El ruido dificulta la comunicación y, de rebote, afecta a las relaciones humanas, que se empobrecen. El ruido nos aleja de los demás, de nosotros mismos. Nos desplaza hacia la incomunicación, destruye el diálogo sereno y fecundo. El ruido llega a penetrar tan a fondo en nosotros, que va mermando nuestra capacidad de atender y escuchar. Poco a poco va fracturando el alma para sumirla en el laberinto de la confusión, incapacitándola para pensar.

El ruido a un volumen elevado también puede provocar estados alterados de conciencia. Los expertos en ventas y neuromarketing lo saben; lo saben los organizadores de conciertos y grandes eventos. La música a gran volumen genera sensaciones subjetivas y sentimientos colectivos, tan potentes como los que pueda provocar una droga. El sonido embriaga, causa euforia, aleja de la realidad y anestesia la mente, produciendo aturdimiento y dejando a la persona vulnerable a cualquier manipulación. Es lo que sucede en las discotecas e incluso en muchos centros comerciales, donde la música se utiliza para inducir a la compra compulsiva.

Estamos rindiendo culto al dios ruido. Nos dejamos arrastrar y llevar, porque quizás la vida cotidiana se nos hace demasiado dura, demasiado indigesta. Vivir a veces es un drama y preferimos sumergir la cabeza en un océano de sentimientos contradictorios para paliar el dolor existencial. Preferimos meter todo nuestro ser en el búnquer cerrado de la música que retumba y nos aísla, como un escudo protector. El ruido nos aleja de los problemas, pero también de los demás. El ruido abre una brecha entre el tú y el nosotros, nos desconecta.

El poder del silencio


En cambio, un sonido suave, como la media voz, o una música delicada, nos abre. El silencio todavía es más poderoso. Actúa en la mente y en el corazón como un antídoto terapéutico para volver a reconectarnos con lo esencial de nuestro ser. Se necesita un proceso pedagógico para ir familiarizándonos con algo que también forma parte de nosotros.

Hay personas que tienen miedo a estar en silencio. Necesitan hablar y rodearse de sonidos y voces. Para algunos, es angustiante y no soportan la dulzura del silencio reparador. No estamos acostumbrados a oír nada durante un tiempo y nos resulta extraño. Cuando logramos callar, entonces el ruido interior no deja de acecharnos. Cuando queremos desintoxicarnos, es tanta la dependencia del ruido que nos da vértigo entrar en el silencio y conectar con el núcleo de nuestra existencia.

Sí o sí necesitamos parar y escuchar el silencio. Son cada vez más los psicólogos y terapeutas que lo recomiendan. Ni siquiera hablamos de la oración, que en un cristiano es fundamental, sino simplemente de la armonía del ser que se atreve a nadar en su océano interior.

-----

- _Ejercicios_:
#1 Según el texto sobre el ruido y el silencio, ¿por qué nos dejamos arrastrar por el ruido cuando se afirma que "Estamos rindiendo culto al dios ruido"? Explíquelo en una a tres oraciones.
#2 Continúe el texto sobre el ruido y el silencio a partir de su última oración.

- _Datos de origen_:

-----

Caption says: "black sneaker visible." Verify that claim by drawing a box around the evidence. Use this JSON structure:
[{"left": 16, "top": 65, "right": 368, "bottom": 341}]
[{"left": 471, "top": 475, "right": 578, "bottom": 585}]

-----

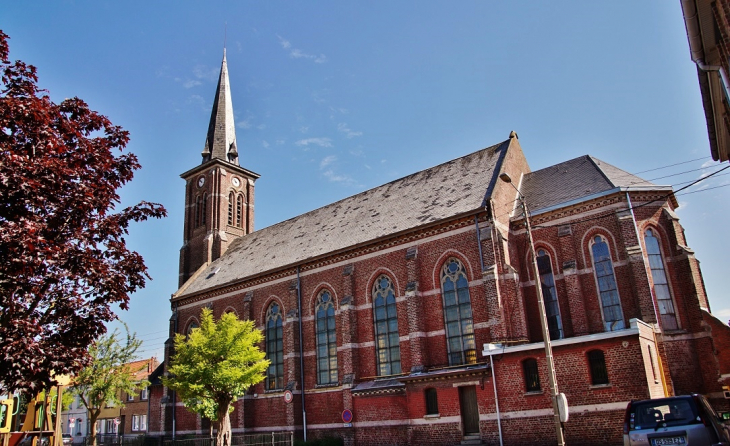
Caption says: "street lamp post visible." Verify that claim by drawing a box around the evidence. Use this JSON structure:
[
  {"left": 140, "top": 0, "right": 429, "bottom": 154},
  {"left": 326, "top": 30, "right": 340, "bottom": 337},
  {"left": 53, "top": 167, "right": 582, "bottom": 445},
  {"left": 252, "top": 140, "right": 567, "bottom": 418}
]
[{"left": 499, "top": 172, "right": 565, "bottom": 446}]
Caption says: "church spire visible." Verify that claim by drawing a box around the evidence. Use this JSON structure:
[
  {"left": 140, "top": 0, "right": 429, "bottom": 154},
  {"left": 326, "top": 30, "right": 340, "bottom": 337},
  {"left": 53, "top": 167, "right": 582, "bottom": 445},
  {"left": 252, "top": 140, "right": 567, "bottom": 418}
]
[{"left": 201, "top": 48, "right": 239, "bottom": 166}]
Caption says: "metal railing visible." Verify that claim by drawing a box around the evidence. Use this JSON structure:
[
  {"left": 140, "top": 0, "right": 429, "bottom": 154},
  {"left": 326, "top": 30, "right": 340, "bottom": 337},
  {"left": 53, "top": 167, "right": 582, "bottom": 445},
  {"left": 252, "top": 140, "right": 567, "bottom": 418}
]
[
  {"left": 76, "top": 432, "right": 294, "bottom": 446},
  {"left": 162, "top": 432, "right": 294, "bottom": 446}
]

-----

- _Respuestas escritas_:
#1 Porque quizás la vida cotidiana se nos hace demasiado dura, demasiado indigesta, y vivir a veces es un drama. Por eso preferimos sumergirnos en el ruido para paliar el dolor existencial, ya que la música que retumba nos aísla como un escudo protector y nos aleja de los problemas.

#2
Crecer en el silencio


Es necesario que, desde niños, se nos eduque en el silencio para poder dar valor al diálogo con uno mismo. Al niño se le educa en otros muchos valores que le harán crecer, pero la brújula que le orientará para ir discerniendo en su vida es el silencio. Los niños son lúdicos y racionales, y su motricidad debe ser estimulada para que crezcan con salud. Pero justamente por eso el niño también tiene que ir descubriendo que, desde el silencio, puede conocerse y tomar decisiones. No se trata de silenciar al niño, sino de prepararlo para que sea libre y pueda saborear la vida en su máxima plenitud. Cuando se acostumbre al silencio, ya no se tragará la cápsula del ruido sin más, sino que tendrá una perspectiva de la realidad que le permitirá mirar más lejos; su horizonte se le hará pequeño porque buscará la amplitud con ojos de águila.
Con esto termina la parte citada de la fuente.